* DADOS:

• • • • • • •

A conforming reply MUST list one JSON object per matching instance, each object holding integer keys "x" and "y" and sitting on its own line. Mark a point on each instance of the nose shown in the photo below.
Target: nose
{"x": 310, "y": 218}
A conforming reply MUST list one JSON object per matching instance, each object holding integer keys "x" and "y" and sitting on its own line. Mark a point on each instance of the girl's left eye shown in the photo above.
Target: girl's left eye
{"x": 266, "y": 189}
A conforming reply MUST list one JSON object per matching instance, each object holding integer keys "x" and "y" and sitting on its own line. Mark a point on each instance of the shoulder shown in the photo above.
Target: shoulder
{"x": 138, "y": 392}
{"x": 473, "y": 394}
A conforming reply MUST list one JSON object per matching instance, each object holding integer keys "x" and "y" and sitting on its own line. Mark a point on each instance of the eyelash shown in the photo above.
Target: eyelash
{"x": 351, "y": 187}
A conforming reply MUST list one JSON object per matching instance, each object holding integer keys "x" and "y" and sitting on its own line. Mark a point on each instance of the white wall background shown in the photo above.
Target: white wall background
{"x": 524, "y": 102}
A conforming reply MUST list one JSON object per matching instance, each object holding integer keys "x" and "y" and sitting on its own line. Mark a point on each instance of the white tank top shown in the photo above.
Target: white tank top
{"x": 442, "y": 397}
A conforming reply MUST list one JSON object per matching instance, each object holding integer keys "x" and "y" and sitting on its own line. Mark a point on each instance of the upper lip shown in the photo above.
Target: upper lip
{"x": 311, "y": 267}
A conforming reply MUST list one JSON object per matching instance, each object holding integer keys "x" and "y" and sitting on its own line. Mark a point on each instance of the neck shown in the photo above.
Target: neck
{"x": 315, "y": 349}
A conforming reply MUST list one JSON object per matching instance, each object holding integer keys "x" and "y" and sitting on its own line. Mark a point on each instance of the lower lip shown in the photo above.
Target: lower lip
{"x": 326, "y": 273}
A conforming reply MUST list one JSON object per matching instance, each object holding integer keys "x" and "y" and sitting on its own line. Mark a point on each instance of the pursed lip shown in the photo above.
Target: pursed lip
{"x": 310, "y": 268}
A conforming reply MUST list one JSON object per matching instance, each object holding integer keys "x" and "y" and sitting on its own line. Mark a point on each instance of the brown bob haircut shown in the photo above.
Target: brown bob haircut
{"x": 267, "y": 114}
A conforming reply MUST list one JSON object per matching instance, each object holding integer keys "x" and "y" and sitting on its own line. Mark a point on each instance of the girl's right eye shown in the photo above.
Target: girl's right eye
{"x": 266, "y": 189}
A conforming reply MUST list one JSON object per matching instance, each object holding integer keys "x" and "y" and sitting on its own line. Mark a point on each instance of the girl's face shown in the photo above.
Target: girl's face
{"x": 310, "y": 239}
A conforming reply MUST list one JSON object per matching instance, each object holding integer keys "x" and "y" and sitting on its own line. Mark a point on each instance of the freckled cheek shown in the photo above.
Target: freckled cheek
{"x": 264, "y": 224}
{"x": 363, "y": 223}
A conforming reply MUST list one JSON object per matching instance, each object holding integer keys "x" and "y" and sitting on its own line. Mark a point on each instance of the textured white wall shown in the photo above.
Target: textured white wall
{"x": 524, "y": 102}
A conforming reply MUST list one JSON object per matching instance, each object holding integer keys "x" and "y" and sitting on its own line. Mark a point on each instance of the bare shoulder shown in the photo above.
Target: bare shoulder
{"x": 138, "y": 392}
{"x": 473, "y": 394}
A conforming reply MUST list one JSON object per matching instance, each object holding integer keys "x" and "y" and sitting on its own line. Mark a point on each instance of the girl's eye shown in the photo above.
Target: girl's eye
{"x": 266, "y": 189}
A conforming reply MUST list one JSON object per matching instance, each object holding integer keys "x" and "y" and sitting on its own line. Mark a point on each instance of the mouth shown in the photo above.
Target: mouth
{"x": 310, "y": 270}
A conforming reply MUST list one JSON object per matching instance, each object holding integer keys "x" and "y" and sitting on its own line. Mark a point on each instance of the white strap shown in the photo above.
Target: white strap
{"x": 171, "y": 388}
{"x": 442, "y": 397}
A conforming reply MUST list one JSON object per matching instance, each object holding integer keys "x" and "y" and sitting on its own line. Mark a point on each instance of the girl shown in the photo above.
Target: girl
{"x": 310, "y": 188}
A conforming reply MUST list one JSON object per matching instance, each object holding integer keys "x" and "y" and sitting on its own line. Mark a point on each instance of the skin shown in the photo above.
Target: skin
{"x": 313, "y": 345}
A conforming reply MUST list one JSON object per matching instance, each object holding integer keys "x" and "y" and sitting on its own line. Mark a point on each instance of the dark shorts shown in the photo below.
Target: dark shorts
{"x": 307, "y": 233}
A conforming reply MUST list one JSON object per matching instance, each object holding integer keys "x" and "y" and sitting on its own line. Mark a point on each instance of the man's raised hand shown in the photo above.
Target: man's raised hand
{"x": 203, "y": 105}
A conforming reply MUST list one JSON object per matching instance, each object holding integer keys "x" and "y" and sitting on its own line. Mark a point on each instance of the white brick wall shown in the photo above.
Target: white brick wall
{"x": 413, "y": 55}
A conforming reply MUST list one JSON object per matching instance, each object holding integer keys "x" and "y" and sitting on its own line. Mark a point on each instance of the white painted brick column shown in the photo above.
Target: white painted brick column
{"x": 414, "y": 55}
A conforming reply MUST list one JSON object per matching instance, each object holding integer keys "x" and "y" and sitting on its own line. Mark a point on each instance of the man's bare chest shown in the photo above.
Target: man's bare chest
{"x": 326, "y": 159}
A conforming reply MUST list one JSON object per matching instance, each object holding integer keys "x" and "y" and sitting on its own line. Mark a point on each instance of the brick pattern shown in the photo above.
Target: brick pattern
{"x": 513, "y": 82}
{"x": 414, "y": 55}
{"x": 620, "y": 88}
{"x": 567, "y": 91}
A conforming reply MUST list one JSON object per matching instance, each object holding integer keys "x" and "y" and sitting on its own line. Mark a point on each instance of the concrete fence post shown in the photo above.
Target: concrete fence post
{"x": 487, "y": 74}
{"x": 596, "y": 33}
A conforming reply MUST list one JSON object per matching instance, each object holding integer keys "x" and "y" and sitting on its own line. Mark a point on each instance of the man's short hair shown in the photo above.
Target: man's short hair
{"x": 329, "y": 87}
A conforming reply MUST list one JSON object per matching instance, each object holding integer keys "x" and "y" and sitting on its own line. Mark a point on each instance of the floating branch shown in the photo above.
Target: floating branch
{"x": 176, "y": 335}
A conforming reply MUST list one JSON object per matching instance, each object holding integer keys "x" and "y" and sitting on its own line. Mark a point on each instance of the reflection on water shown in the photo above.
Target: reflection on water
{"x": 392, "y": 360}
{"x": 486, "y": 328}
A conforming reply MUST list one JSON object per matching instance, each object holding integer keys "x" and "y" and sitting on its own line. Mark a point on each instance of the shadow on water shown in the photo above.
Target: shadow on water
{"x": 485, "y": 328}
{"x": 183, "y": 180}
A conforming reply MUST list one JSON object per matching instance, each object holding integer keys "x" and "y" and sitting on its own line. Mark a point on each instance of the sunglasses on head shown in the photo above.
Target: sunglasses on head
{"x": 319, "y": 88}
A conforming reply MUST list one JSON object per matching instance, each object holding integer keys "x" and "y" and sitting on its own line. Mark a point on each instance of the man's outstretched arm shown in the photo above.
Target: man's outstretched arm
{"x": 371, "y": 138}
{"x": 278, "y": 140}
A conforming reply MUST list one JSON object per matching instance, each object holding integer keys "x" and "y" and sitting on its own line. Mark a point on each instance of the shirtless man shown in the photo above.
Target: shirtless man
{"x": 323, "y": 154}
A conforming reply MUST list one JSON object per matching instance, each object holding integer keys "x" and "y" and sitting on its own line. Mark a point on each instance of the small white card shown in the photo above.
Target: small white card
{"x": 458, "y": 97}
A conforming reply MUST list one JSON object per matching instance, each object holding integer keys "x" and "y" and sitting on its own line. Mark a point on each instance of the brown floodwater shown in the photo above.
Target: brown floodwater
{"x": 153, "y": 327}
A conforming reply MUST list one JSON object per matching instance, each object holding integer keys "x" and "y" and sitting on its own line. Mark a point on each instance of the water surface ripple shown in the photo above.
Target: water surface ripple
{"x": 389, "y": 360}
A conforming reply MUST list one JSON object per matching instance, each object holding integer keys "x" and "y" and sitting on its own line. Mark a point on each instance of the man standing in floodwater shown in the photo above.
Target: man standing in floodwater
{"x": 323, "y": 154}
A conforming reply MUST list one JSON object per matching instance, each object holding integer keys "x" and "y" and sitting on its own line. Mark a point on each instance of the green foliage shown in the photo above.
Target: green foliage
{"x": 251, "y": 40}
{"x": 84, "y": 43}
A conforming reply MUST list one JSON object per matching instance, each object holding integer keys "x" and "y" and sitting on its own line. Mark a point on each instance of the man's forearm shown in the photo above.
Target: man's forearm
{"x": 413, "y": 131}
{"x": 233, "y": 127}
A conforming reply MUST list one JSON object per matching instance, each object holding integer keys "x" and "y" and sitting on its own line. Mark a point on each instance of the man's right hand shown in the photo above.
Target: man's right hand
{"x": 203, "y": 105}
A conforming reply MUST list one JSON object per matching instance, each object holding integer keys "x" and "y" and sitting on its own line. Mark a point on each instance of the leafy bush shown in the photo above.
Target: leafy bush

• • • • • • •

* O QUE FAZER: Formate como lista JSON de strings as linhas do material que vão da linha com "right hand shown in the photo above." até o fim do material, ambas incluídas, com uma string por linha e sem as linhas em branco.

* RESOLUÇÃO:
[
  "A conforming reply MUST list one JSON object per matching instance, each object holding integer keys \"x\" and \"y\" and sitting on its own line. Mark a point on each instance of the man's right hand shown in the photo above.",
  "Target: man's right hand",
  "{\"x\": 203, \"y\": 105}",
  "A conforming reply MUST list one JSON object per matching instance, each object holding integer keys \"x\" and \"y\" and sitting on its own line. Mark a point on each instance of the leafy bush shown in the photo above.",
  "Target: leafy bush"
]